Pictures excluded, copy every record that follows exactly as it appears.

§ Stored items from a collection
..........

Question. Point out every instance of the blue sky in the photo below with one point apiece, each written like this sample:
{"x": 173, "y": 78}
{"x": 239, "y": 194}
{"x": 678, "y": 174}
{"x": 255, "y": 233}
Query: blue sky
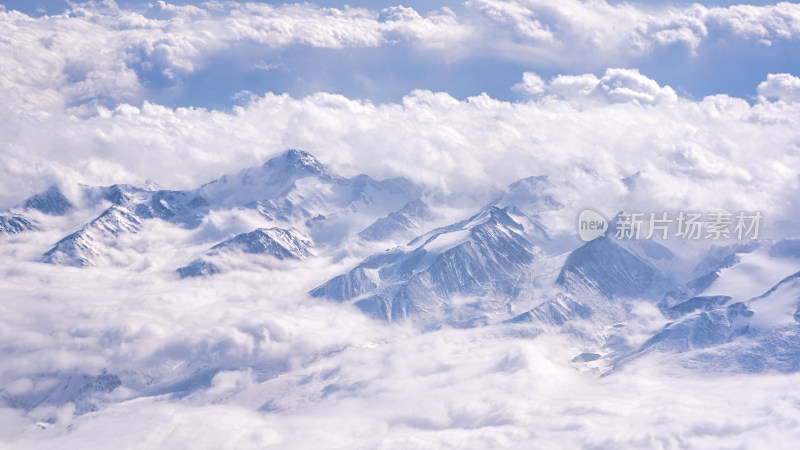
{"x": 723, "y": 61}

..........

§ ANSWER BOX
Question. Point out every instance of the blue sky in the photo below with one point apiece, each written like this sample:
{"x": 173, "y": 78}
{"x": 239, "y": 194}
{"x": 678, "y": 174}
{"x": 255, "y": 233}
Query: blue sky
{"x": 723, "y": 61}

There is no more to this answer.